→ **Written instruction**:
Put the lines into a Markdown table with the columns "Row" and "Line", one numbered row per line. Begin at the line that contains "Identify each instance of the tall", continue through the end of the records, skip blank lines, and leave the pictures out.

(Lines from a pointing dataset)

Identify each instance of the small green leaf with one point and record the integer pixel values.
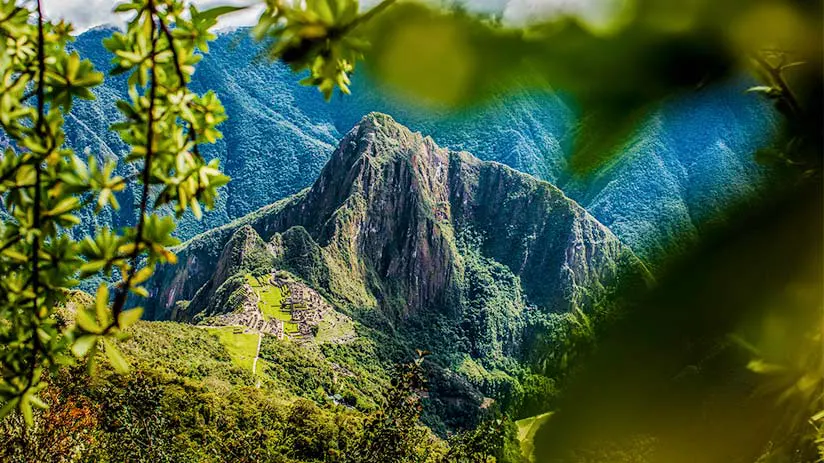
(86, 321)
(116, 358)
(129, 317)
(82, 344)
(8, 407)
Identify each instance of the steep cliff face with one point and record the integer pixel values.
(399, 225)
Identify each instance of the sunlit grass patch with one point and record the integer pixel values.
(527, 428)
(242, 347)
(271, 300)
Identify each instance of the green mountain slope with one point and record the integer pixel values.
(422, 247)
(697, 149)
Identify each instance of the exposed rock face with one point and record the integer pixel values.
(382, 227)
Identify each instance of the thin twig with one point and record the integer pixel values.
(120, 299)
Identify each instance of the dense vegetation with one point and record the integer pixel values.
(188, 399)
(528, 303)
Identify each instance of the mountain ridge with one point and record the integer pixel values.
(279, 127)
(400, 229)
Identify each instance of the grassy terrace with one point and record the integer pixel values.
(242, 347)
(527, 428)
(271, 302)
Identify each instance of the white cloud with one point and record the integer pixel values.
(85, 14)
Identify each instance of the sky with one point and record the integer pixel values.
(85, 14)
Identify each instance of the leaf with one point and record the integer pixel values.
(25, 409)
(86, 321)
(762, 367)
(214, 13)
(8, 407)
(116, 358)
(128, 318)
(82, 344)
(101, 304)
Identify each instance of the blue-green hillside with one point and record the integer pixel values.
(698, 148)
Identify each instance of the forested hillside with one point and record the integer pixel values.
(279, 134)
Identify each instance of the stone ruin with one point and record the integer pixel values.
(305, 305)
(250, 317)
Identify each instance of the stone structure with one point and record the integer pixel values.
(250, 317)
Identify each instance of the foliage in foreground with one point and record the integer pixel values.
(199, 406)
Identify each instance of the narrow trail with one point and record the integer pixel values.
(254, 362)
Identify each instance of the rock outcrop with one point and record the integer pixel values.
(391, 225)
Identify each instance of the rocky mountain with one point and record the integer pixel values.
(411, 239)
(698, 147)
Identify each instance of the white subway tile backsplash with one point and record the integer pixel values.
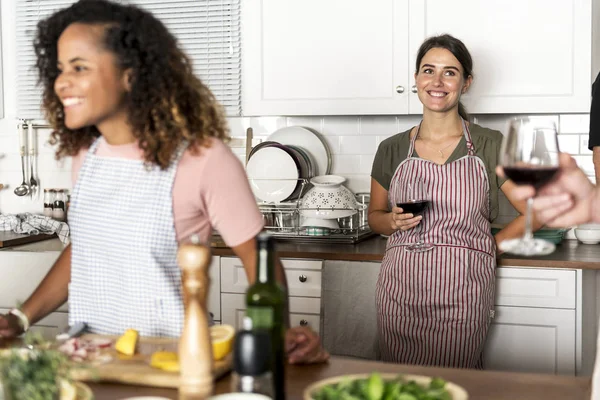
(569, 144)
(375, 125)
(366, 163)
(586, 163)
(583, 148)
(315, 123)
(574, 123)
(358, 144)
(340, 126)
(346, 164)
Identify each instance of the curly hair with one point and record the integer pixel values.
(167, 103)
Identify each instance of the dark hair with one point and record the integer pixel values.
(167, 103)
(458, 49)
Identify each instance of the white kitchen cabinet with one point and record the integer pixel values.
(50, 326)
(21, 273)
(528, 56)
(527, 339)
(313, 57)
(309, 57)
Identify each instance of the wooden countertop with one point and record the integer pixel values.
(568, 254)
(484, 385)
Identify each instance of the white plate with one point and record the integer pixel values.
(273, 174)
(307, 140)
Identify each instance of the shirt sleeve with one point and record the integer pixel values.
(594, 136)
(230, 203)
(379, 172)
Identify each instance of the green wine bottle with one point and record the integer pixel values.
(266, 305)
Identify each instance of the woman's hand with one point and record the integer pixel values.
(10, 326)
(303, 346)
(404, 221)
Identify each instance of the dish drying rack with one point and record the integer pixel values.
(283, 220)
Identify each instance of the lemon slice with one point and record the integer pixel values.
(222, 340)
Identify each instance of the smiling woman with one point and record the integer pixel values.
(435, 301)
(150, 170)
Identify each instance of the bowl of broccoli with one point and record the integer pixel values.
(376, 386)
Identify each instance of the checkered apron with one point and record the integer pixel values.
(124, 272)
(434, 307)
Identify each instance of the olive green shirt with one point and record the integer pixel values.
(393, 150)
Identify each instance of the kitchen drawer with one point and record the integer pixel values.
(535, 287)
(303, 276)
(301, 310)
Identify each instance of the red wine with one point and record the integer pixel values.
(535, 176)
(415, 207)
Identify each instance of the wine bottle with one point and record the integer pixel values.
(265, 301)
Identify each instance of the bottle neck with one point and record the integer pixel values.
(265, 266)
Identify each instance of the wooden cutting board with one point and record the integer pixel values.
(9, 238)
(136, 369)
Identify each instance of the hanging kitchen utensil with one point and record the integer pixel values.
(32, 138)
(23, 189)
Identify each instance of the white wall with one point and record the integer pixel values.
(352, 140)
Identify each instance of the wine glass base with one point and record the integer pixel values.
(420, 247)
(527, 247)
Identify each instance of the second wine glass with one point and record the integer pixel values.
(415, 200)
(529, 156)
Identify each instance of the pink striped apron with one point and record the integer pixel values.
(434, 307)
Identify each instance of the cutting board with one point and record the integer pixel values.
(136, 369)
(9, 238)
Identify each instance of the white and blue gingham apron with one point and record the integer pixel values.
(124, 271)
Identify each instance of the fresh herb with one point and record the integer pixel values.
(33, 373)
(375, 388)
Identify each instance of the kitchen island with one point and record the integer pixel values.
(481, 385)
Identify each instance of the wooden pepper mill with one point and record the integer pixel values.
(195, 348)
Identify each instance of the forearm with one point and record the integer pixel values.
(52, 292)
(381, 222)
(516, 228)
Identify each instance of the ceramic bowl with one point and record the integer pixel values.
(457, 392)
(328, 199)
(587, 236)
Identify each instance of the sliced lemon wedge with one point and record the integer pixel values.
(222, 341)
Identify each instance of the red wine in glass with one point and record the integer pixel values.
(534, 176)
(415, 207)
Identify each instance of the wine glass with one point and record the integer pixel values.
(529, 156)
(415, 200)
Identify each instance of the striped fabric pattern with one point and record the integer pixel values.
(434, 307)
(124, 272)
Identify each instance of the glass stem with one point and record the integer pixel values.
(421, 233)
(528, 217)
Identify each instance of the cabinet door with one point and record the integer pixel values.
(50, 326)
(527, 56)
(540, 340)
(214, 292)
(234, 311)
(314, 57)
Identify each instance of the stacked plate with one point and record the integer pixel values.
(276, 168)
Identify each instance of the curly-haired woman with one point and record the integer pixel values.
(149, 168)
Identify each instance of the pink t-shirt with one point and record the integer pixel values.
(210, 190)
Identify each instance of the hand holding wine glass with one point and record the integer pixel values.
(415, 200)
(529, 157)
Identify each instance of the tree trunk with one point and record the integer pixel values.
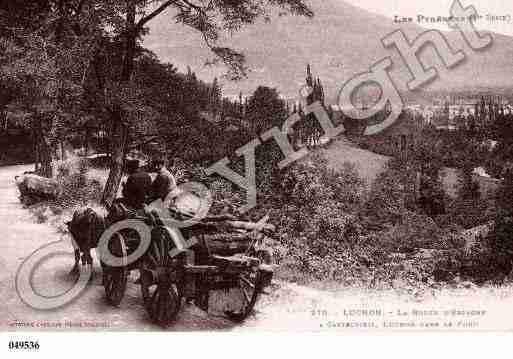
(43, 151)
(119, 145)
(120, 128)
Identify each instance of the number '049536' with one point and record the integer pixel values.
(23, 345)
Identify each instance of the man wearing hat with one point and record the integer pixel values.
(137, 186)
(164, 183)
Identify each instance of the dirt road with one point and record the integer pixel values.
(289, 307)
(22, 236)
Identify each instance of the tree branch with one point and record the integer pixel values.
(155, 13)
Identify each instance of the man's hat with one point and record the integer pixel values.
(132, 165)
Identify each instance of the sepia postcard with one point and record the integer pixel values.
(334, 166)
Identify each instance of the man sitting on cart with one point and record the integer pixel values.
(164, 183)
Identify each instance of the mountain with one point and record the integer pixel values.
(340, 41)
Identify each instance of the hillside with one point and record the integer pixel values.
(340, 41)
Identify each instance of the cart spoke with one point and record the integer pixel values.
(157, 253)
(247, 297)
(247, 282)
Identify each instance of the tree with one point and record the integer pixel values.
(209, 18)
(265, 110)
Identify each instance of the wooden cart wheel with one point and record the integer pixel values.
(159, 280)
(115, 278)
(249, 288)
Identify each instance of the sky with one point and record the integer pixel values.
(412, 8)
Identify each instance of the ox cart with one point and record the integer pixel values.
(224, 254)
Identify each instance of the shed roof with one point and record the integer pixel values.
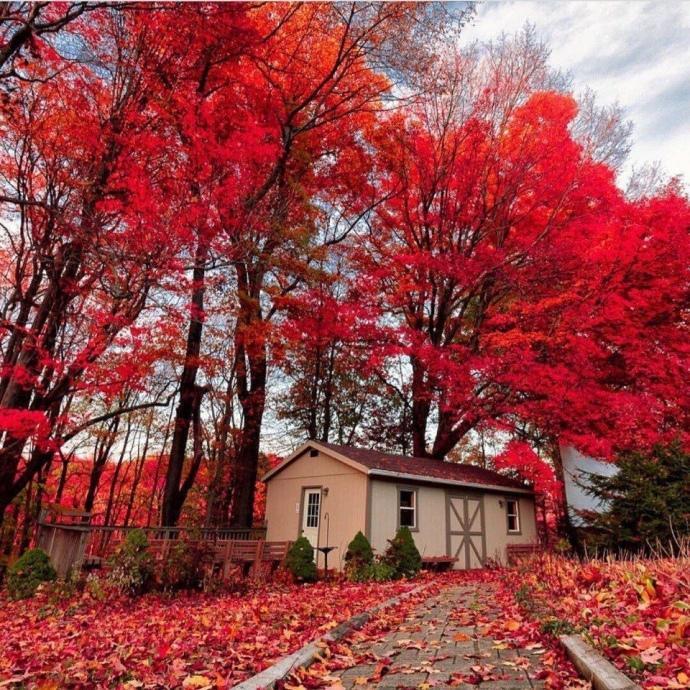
(376, 463)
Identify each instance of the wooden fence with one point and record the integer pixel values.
(72, 544)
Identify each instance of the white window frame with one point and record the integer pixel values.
(413, 509)
(515, 515)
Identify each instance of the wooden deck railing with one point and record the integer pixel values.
(74, 543)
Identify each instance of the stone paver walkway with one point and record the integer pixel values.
(438, 647)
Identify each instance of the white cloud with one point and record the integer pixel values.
(635, 53)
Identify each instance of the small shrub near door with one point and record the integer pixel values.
(358, 558)
(300, 561)
(132, 565)
(402, 554)
(29, 571)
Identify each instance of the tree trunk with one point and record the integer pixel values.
(250, 373)
(421, 405)
(116, 474)
(190, 393)
(567, 526)
(99, 461)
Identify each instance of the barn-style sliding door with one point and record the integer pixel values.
(465, 521)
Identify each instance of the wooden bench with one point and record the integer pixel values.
(438, 563)
(516, 552)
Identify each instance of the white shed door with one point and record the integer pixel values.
(311, 515)
(466, 531)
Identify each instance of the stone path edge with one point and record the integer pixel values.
(593, 667)
(306, 655)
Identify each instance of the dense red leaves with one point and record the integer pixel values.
(160, 641)
(490, 616)
(636, 612)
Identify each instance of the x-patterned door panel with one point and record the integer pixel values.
(466, 540)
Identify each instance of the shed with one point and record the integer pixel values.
(328, 492)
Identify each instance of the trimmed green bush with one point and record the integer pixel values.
(300, 561)
(378, 571)
(402, 554)
(28, 572)
(132, 565)
(358, 557)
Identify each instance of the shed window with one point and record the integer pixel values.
(513, 513)
(407, 508)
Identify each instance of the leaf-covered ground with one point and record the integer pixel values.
(468, 635)
(186, 640)
(636, 612)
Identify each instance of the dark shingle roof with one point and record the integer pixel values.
(425, 467)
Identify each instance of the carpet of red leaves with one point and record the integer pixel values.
(494, 613)
(185, 640)
(636, 612)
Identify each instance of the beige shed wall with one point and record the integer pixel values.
(496, 527)
(345, 503)
(430, 535)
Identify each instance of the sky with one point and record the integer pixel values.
(633, 52)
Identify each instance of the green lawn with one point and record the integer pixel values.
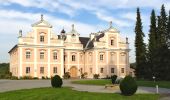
(163, 84)
(68, 94)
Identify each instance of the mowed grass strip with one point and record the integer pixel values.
(68, 94)
(162, 84)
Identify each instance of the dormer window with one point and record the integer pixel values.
(41, 38)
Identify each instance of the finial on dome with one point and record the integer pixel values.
(72, 27)
(110, 24)
(42, 17)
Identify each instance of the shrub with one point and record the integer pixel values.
(113, 78)
(27, 77)
(14, 78)
(96, 76)
(128, 86)
(84, 75)
(42, 77)
(118, 80)
(35, 78)
(56, 81)
(66, 75)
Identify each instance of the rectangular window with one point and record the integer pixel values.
(27, 70)
(55, 70)
(112, 70)
(41, 70)
(101, 70)
(41, 55)
(28, 54)
(112, 42)
(101, 57)
(73, 58)
(55, 55)
(41, 38)
(122, 70)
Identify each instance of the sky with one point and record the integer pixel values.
(88, 16)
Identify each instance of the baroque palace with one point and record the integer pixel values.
(42, 52)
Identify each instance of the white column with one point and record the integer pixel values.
(35, 62)
(96, 62)
(48, 62)
(78, 65)
(20, 63)
(118, 69)
(62, 63)
(49, 53)
(107, 58)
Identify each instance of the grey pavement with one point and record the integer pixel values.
(8, 85)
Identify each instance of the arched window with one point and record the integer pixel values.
(28, 54)
(42, 54)
(73, 58)
(42, 39)
(55, 55)
(112, 42)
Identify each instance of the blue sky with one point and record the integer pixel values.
(87, 15)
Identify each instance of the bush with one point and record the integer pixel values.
(118, 80)
(26, 77)
(66, 75)
(35, 78)
(113, 78)
(96, 76)
(14, 78)
(42, 77)
(56, 81)
(84, 75)
(128, 86)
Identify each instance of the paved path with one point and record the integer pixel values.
(8, 85)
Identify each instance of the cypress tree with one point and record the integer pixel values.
(140, 47)
(152, 45)
(163, 26)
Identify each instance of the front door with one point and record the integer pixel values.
(73, 72)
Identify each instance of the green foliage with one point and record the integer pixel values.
(140, 47)
(84, 75)
(56, 81)
(43, 77)
(128, 86)
(14, 78)
(96, 76)
(26, 77)
(113, 78)
(66, 75)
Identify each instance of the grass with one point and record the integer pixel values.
(68, 94)
(162, 84)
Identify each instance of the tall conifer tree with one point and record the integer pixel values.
(152, 44)
(140, 47)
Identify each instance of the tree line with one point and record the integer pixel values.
(153, 59)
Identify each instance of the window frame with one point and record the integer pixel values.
(41, 70)
(54, 70)
(28, 56)
(42, 38)
(42, 56)
(28, 70)
(73, 57)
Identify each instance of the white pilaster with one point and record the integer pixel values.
(62, 63)
(20, 63)
(35, 62)
(96, 62)
(107, 61)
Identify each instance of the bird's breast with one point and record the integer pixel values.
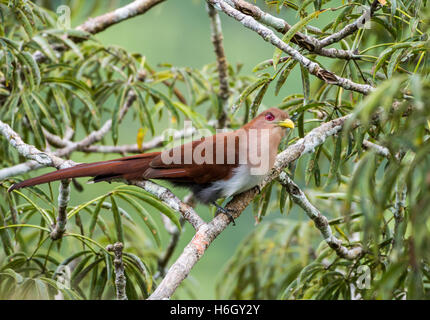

→ **Reply**:
| Row | Line |
|---|---|
| 1 | Identify each instance of the tall conifer tree with one point and record the integer pixel values. |
| 2 | (152, 44) |
| 3 | (140, 47) |
| 4 | Identify each instance of the tree line with one point and record the integer pixel values. |
| 5 | (153, 59) |
| 6 | Identify each instance of the window frame with one point and record the integer pixel values. |
| 7 | (41, 70) |
| 8 | (54, 70) |
| 9 | (28, 56) |
| 10 | (42, 38) |
| 11 | (42, 56) |
| 12 | (28, 70) |
| 13 | (73, 57) |
| 14 | Identify each instance of the white pilaster with one point and record the integer pixel values. |
| 15 | (62, 63) |
| 16 | (20, 63) |
| 17 | (35, 62) |
| 18 | (96, 62) |
| 19 | (107, 61) |
| 20 | Identify each instance of the bird's breast with one point and record the integer pixel values. |